PASSAGE GIVEN:
# Making the decision...



## bkitty (Aug 17, 2009)

I know I will have to make the decision soon for 3 of my beloved babies. I still call them babies even tho the oldest is in his 20's and the other 2 are in their late teens. All are showing their age...
Bentley is not doing well, he has been going thru recurring UTIs and is just physically going down in condition. Our old man is going to skin and bones. He is having trouble getting into our bed without help. He used to be our alpha and kept the young'uns in line. He was the one that raised so many of the bottle babies to have decent manners. I got him from a co-worker back 10 years ago (he was going to be put down because he was so old) and he took over the house as soon as he walked in. 
Methos is showing his age. He is a bottle baby we got in 1996. He has been my squishy boy since I got my hands on him. 
Pixel is the hubby's bestest bud. For years he was his traveling buddy - going off to jobs with him whether to California or New Jersey, he's logged as many miles as a professional trucker. We got him when we lost our maine **** Tig to old age in the spring of 97 - My sister showed up with him the day after, shoved him at us, handed us his bottle and ran for it. He's showing his age too. 
With all 3 having health issues from old age. And me with health issues too: I'm having a real struggle coming to terms with facing losing them.


----------



## DebS (Jun 14, 2015)

I feel your pain. I lost my Sabrina at 20 years old a few months back. I knew it was coming and those last few months were hard but I tried to cherish every day I had with her. I hope you will do the same.


----------



## NebraskaCat (Jan 15, 2013)

It so often falls on the cat's person to make these difficult decisions. It's never easy, rather it hurts really bad. Just know that many of the members of this forum community have been in those shoes and understand, when many other people do not. You and your husband and cats have my best wishes that when transition time comes, it is peaceful and guilt-free and you are left with many wonderful memories.


----------



## eldercat (Jul 3, 2015)

This looks like a hard road ahead. Much sympathy, had to make many of "The Decision"s myself, it's not easy.


----------



## spirite (Jul 31, 2012)

I'm so sorry to hear about your kitties bkitty - and also about your own health concerns.  All I can say is that we're always here for support, even if the only thing some of us, like me, can do is listen and send hugs.


----------



## Arianwen (Jun 3, 2012)

All you can do is listen to them - you'll know when it's time - but having a lot close in age makes it harder. Much harder.


----------



## eldercat (Jul 3, 2015)

One thing I've found - If I have a cat that is not well, seriously long tern not well, not likely to get well, I make sure the vet office front desk staff knows that when I make the decision and call to make the final appointment, I do not want to be put off until next week some time. It's TODAY, darn it, or I'd not have called.

GIVEN ENTRIES:
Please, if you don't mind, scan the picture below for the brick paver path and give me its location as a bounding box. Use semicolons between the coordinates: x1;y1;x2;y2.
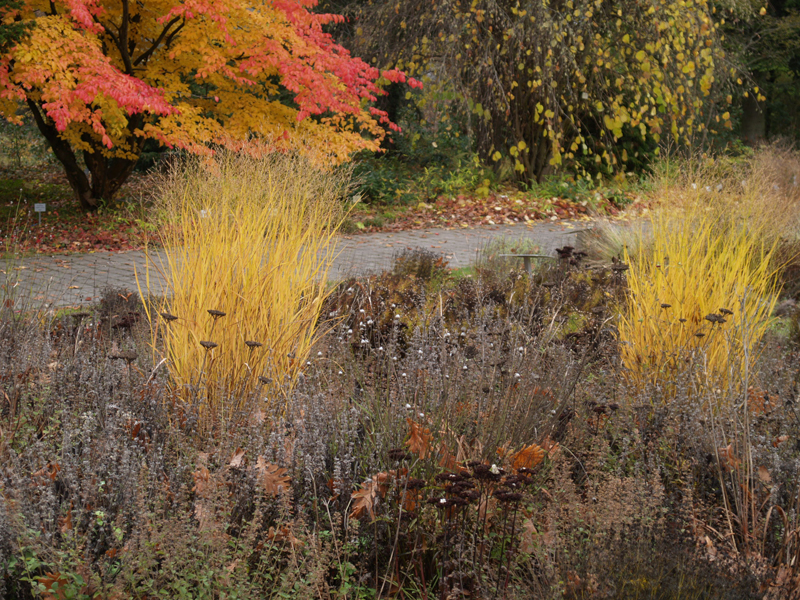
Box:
0;221;591;307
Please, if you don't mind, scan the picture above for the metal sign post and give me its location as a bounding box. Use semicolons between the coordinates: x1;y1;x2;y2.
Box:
33;203;47;227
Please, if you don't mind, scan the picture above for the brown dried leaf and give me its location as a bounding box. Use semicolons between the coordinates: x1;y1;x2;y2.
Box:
406;419;433;460
758;465;772;485
772;435;789;448
33;463;61;481
256;456;292;496
511;444;545;470
36;573;69;600
267;523;304;550
350;475;379;519
228;448;244;469
58;510;72;533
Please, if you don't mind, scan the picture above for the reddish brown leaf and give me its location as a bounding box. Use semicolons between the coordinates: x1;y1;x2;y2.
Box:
511;444;545;470
228;448;244;469
256;456;292;496
406;419;433;460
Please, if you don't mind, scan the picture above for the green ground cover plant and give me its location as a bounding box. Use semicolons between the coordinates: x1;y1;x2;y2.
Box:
0;150;800;600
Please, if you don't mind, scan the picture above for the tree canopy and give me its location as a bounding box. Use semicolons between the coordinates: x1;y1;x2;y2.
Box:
0;0;417;209
349;0;735;180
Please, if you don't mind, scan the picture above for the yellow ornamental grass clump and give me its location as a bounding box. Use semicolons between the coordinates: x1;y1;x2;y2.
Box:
619;207;778;400
142;153;348;431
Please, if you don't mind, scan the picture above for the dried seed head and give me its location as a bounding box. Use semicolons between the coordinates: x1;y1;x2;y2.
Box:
406;478;425;490
389;448;413;461
108;350;137;364
435;473;461;483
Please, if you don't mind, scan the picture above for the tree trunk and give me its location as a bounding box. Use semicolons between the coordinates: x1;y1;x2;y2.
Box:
742;92;767;146
28;100;142;212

GIVEN EXERCISE:
Reproduce the part of the forum thread about aging cats starting at "With all 3 having" and ending at "(Jun 14, 2015)", word for word.

EXERCISE ANSWER:
With all 3 having health issues from old age. And me with health issues too: I'm having a real struggle coming to terms with facing losing them.


----------



## DebS (Jun 14, 2015)